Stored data
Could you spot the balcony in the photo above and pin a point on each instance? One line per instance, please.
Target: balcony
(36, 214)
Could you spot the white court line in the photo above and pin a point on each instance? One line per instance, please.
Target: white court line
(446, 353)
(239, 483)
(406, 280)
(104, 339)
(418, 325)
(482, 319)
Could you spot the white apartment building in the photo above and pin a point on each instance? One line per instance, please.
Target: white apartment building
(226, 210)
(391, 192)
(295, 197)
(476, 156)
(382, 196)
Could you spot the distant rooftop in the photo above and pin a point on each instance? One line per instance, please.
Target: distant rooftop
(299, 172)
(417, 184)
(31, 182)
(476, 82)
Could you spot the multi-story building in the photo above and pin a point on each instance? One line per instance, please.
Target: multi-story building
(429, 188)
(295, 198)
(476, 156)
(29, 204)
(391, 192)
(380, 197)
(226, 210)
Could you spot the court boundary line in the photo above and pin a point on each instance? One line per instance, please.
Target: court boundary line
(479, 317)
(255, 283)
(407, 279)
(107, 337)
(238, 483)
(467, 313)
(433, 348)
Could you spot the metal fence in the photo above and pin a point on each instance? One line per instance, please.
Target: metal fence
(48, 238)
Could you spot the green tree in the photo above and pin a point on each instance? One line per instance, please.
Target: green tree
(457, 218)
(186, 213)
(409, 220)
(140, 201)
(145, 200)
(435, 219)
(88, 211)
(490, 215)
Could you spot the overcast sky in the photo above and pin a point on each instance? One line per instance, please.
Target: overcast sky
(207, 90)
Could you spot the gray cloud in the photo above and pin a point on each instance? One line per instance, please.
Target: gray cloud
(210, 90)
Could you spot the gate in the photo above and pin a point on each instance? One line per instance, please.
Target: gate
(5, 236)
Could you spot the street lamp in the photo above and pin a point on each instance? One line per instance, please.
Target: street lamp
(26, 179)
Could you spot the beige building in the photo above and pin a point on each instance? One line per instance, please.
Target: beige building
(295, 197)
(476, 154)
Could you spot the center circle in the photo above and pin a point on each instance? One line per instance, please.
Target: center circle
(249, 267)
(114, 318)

What is expected:
All of the records above should be transcribed exactly.

Answer to the exercise:
Could you spot the balcony in the photo above and pin a point on each instance? One line per instance, please.
Target: balcony
(36, 214)
Could you spot the white court line in the photo above and pin a point on each instance? One line per instance, please.
Target: white court line
(446, 353)
(239, 483)
(406, 280)
(104, 339)
(418, 325)
(482, 319)
Could you spot the white apartment building in the photo above and pin a point on each instance? One line per instance, please.
Target: white apartment building
(226, 210)
(391, 192)
(295, 197)
(476, 156)
(382, 196)
Could you spot the distant rooftop in the photo above and pin a point on each instance? One line per instance, please.
Target: distant rooftop
(299, 172)
(417, 184)
(31, 182)
(476, 82)
Could you spot the multi-story building in the photo above and pin a point on each instance? One line per instance, please.
Target: multi-story building
(429, 188)
(295, 198)
(476, 156)
(29, 204)
(391, 192)
(380, 197)
(226, 210)
Could you spot the court boundary line in the photo above and pin a point on each instance? One line per instance, please.
Target: court boundary line
(479, 317)
(255, 283)
(407, 279)
(107, 337)
(238, 483)
(467, 313)
(433, 348)
Could you spot the metal fence in the photo above and pin a point on each instance? One line per instance, please.
Target: metal fence
(48, 238)
Could you spot the green tree in the photo above and pin a point on each instance? One line per instance, please.
Target: green tree
(457, 218)
(186, 213)
(409, 220)
(140, 201)
(145, 200)
(435, 219)
(88, 211)
(490, 215)
Could you spot the overcast sky in the photo above and pin a point on each instance? One line per instance, please.
Target: overcast sky
(207, 90)
Could you spot the gray cloud in the photo above and pin a point on each instance? One line per instance, please.
Target: gray cloud
(210, 90)
Could you spot the gate in the photo above and pin a point on each instance? One line per instance, please.
Target: gate
(5, 236)
Could you spot the street lamp in the photo above and pin a point on each instance? One line per instance, please.
Target: street lamp
(26, 179)
Could you spot the beige building in the photo above and pin a point on each instance? One line per instance, please.
Target: beige building
(295, 197)
(476, 154)
Could you spot the center circle in the photo above and pin a point on each instance? One line per instance, please.
Target: center circle
(249, 267)
(114, 318)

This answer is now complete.